• STATED GOAL
Can you put the listing below into a JSON list of strings, one per line with blank lines omitted, covering only the lines from its first line through the line with "x=447, y=385", both included?
########################################
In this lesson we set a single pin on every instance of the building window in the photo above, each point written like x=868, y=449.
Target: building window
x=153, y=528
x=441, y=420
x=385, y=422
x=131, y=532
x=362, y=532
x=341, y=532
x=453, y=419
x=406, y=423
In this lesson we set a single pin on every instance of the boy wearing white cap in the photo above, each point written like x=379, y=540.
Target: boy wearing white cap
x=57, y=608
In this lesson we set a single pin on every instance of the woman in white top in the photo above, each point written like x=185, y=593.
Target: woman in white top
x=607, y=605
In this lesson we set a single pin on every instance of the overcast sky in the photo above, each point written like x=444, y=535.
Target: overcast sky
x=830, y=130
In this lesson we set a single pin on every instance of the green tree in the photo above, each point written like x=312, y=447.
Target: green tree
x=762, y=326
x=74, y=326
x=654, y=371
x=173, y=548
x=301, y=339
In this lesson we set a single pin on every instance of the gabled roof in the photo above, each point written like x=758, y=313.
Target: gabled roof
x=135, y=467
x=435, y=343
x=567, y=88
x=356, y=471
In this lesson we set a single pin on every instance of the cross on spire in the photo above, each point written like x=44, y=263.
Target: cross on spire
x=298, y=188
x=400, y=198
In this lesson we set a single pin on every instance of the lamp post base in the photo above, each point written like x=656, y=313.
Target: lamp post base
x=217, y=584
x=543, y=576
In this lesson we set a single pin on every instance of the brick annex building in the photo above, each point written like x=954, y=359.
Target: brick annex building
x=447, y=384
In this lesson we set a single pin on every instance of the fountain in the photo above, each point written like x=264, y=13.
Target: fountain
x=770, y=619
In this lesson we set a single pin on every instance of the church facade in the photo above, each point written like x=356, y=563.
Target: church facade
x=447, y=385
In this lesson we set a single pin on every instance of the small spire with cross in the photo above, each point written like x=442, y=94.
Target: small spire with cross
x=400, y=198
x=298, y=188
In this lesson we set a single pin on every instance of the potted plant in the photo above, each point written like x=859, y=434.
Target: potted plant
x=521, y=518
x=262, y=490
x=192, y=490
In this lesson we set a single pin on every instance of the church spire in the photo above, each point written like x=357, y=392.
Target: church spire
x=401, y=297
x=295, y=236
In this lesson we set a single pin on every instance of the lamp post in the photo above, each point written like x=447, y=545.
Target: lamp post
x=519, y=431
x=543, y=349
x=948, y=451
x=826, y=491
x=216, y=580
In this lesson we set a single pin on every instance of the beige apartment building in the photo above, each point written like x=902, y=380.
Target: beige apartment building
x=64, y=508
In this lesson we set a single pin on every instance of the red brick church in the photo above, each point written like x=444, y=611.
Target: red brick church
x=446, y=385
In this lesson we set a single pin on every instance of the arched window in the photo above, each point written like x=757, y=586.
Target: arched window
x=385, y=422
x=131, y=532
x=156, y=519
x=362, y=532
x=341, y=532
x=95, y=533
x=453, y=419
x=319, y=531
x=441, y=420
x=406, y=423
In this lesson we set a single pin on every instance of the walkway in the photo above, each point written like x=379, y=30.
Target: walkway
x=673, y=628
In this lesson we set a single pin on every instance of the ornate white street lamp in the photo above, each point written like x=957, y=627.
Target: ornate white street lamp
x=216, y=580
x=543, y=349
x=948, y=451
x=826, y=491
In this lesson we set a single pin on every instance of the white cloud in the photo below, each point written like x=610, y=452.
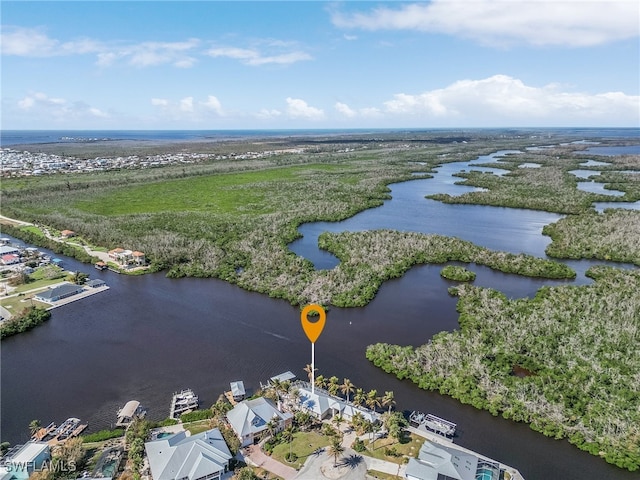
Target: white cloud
x=297, y=108
x=254, y=57
x=58, y=109
x=503, y=100
x=537, y=22
x=33, y=42
x=214, y=104
x=186, y=104
x=266, y=114
x=345, y=110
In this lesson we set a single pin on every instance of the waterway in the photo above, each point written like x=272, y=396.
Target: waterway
x=149, y=336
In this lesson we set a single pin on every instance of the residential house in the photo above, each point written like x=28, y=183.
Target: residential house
x=130, y=412
x=138, y=258
x=250, y=419
x=237, y=390
x=10, y=259
x=202, y=456
x=322, y=405
x=22, y=460
x=438, y=462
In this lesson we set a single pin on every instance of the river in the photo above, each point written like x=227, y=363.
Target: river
x=149, y=336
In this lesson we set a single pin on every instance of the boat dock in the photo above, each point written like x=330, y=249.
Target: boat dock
x=52, y=434
x=431, y=423
x=183, y=402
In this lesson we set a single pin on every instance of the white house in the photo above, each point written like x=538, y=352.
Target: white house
x=322, y=405
x=22, y=460
x=249, y=419
x=203, y=456
x=436, y=461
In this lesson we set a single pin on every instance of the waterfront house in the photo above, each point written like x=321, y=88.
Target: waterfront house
x=138, y=258
x=250, y=419
x=95, y=283
x=59, y=292
x=130, y=412
x=22, y=460
x=198, y=457
x=237, y=390
x=436, y=461
x=10, y=259
x=7, y=250
x=323, y=405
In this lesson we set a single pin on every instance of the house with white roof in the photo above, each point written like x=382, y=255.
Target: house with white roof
x=322, y=405
x=249, y=419
x=203, y=456
x=22, y=460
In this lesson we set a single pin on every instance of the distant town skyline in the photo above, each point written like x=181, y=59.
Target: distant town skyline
x=271, y=65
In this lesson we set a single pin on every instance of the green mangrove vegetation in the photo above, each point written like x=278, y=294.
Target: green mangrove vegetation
x=233, y=219
x=612, y=235
x=550, y=187
x=457, y=273
x=578, y=347
x=29, y=318
x=369, y=258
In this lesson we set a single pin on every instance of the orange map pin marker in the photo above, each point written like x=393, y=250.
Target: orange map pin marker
x=313, y=329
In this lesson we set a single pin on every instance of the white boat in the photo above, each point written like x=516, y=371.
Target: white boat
x=183, y=402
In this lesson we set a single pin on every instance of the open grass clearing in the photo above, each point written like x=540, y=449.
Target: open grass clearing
x=303, y=445
x=408, y=447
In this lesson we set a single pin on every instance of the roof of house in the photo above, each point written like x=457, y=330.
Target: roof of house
x=179, y=456
x=29, y=452
x=60, y=290
x=251, y=416
x=4, y=250
x=439, y=459
x=129, y=409
x=237, y=388
x=283, y=377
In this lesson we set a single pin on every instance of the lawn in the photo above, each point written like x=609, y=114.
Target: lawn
x=303, y=445
x=245, y=192
x=382, y=475
x=409, y=447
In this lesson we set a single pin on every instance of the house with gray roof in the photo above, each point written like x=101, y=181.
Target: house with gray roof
x=443, y=462
x=249, y=419
x=203, y=456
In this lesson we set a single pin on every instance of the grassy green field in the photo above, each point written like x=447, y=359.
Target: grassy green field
x=246, y=192
x=303, y=445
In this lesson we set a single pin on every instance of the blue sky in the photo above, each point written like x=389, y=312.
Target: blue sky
x=218, y=65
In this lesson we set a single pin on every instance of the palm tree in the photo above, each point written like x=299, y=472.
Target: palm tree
x=372, y=400
x=336, y=449
x=359, y=398
x=333, y=385
x=347, y=387
x=375, y=428
x=387, y=399
x=310, y=371
x=287, y=436
x=272, y=426
x=34, y=427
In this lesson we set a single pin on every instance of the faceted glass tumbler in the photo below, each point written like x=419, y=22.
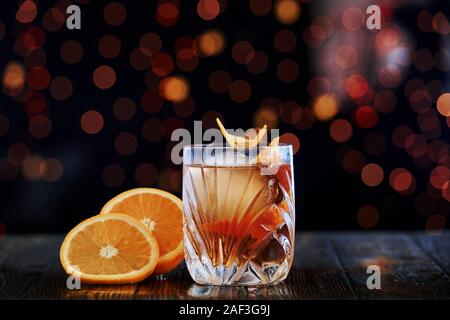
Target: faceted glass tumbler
x=239, y=216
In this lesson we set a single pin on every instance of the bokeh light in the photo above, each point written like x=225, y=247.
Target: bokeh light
x=174, y=88
x=287, y=11
x=326, y=107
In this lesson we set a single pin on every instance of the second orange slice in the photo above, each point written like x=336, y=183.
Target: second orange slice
x=162, y=214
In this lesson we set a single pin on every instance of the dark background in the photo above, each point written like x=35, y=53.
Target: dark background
x=328, y=196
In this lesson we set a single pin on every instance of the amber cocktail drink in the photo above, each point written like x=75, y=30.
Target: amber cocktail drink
x=239, y=217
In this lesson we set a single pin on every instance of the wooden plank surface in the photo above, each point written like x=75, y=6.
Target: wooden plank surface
x=326, y=266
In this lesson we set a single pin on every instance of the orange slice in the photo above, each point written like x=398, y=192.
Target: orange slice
x=242, y=142
x=109, y=249
x=162, y=214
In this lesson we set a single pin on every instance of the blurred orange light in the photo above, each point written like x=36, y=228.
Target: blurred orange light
x=356, y=86
x=287, y=11
x=400, y=179
x=13, y=78
x=27, y=12
x=326, y=107
x=175, y=89
x=208, y=9
x=443, y=104
x=211, y=43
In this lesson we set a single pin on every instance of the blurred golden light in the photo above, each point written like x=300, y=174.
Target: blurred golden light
x=346, y=56
x=440, y=24
x=353, y=19
x=211, y=43
x=208, y=9
x=292, y=139
x=53, y=20
x=51, y=170
x=356, y=86
x=104, y=77
x=240, y=91
x=443, y=104
x=326, y=107
x=387, y=39
x=367, y=216
x=372, y=174
x=13, y=78
x=287, y=11
x=400, y=179
x=341, y=130
x=92, y=122
x=260, y=7
x=439, y=177
x=27, y=12
x=175, y=88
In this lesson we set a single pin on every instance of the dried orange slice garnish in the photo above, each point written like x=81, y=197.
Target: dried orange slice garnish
x=162, y=214
x=242, y=142
x=110, y=249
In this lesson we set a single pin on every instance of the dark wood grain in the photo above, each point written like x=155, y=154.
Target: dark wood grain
x=326, y=266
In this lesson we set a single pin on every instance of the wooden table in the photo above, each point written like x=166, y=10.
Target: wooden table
x=326, y=266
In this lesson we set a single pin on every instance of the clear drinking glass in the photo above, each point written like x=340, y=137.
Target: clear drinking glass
x=239, y=216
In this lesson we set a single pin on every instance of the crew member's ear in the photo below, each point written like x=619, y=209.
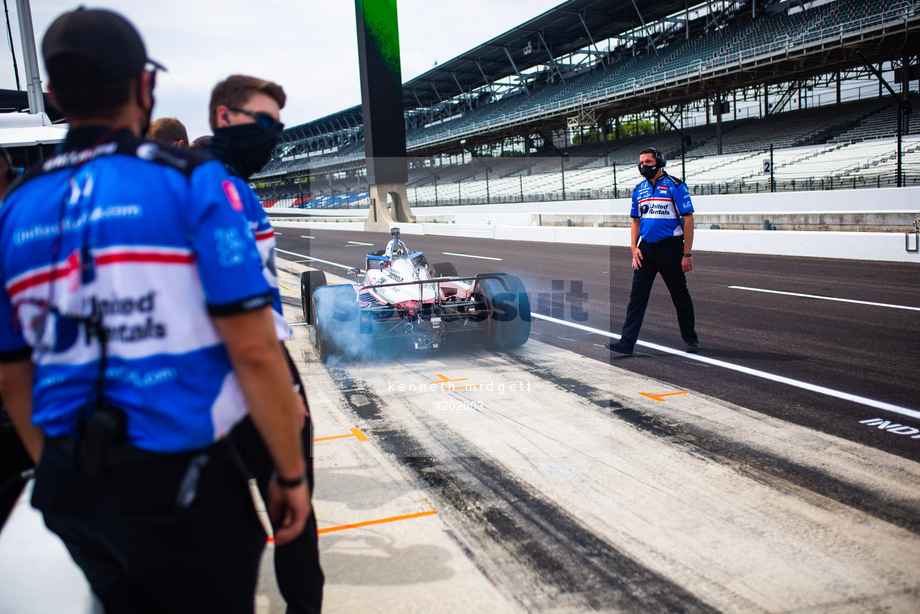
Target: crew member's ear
########################################
• RESPONSE TO THIS TASK
[
  "In this lesson we set a single pin on every instance of the building window in the photo above, each point written like x=868, y=449.",
  "Target: building window",
  "x=153, y=528",
  "x=441, y=420",
  "x=385, y=422",
  "x=131, y=532",
  "x=362, y=532",
  "x=341, y=532",
  "x=453, y=419",
  "x=406, y=423",
  "In this lesson we set a single pin on every instance of the boy wearing white cap in the photo above, each point written like x=379, y=540.",
  "Target: boy wearing white cap",
  "x=57, y=608",
  "In this lesson we set a single pin on every instance of the woman in white top in the photo above, each point written like x=185, y=593.",
  "Target: woman in white top",
  "x=607, y=605",
  "In this lesson we set a single pin on every instance of the overcast sky in the photo above, each point written like x=444, y=535.",
  "Target: overcast sky",
  "x=830, y=130",
  "In this lesson we set a single pin on every instance of the green tree in the photo above, each point written like x=312, y=447.",
  "Target: green tree",
  "x=762, y=326",
  "x=74, y=326",
  "x=654, y=371",
  "x=173, y=548",
  "x=301, y=339",
  "In this lesson we set a single pin on every instance of the gabled roof in the photo above, each point written like x=758, y=313.",
  "Target: gabled roof",
  "x=135, y=467",
  "x=435, y=343",
  "x=567, y=88",
  "x=356, y=471",
  "In this lesson we set a single pin on every instance of the cross on spire in the photo above, each point written like x=44, y=263.",
  "Target: cross on spire",
  "x=298, y=188",
  "x=400, y=198",
  "In this lesson we set a single pin on every instance of the lamp post base in the photo above, each point written like x=656, y=313.",
  "Target: lamp post base",
  "x=217, y=584",
  "x=543, y=576",
  "In this lesson we set a single pin on every instance of the brick annex building in the photo above, each point written like x=954, y=359.",
  "Target: brick annex building",
  "x=447, y=384",
  "In this lesson we set a single pin on every instance of the fountain in the photo above, each point written like x=264, y=13.",
  "Target: fountain",
  "x=770, y=619",
  "In this lesson we set a single pin on every instance of the church facade in the photo above, each point written like x=356, y=563.",
  "Target: church facade",
  "x=447, y=385"
]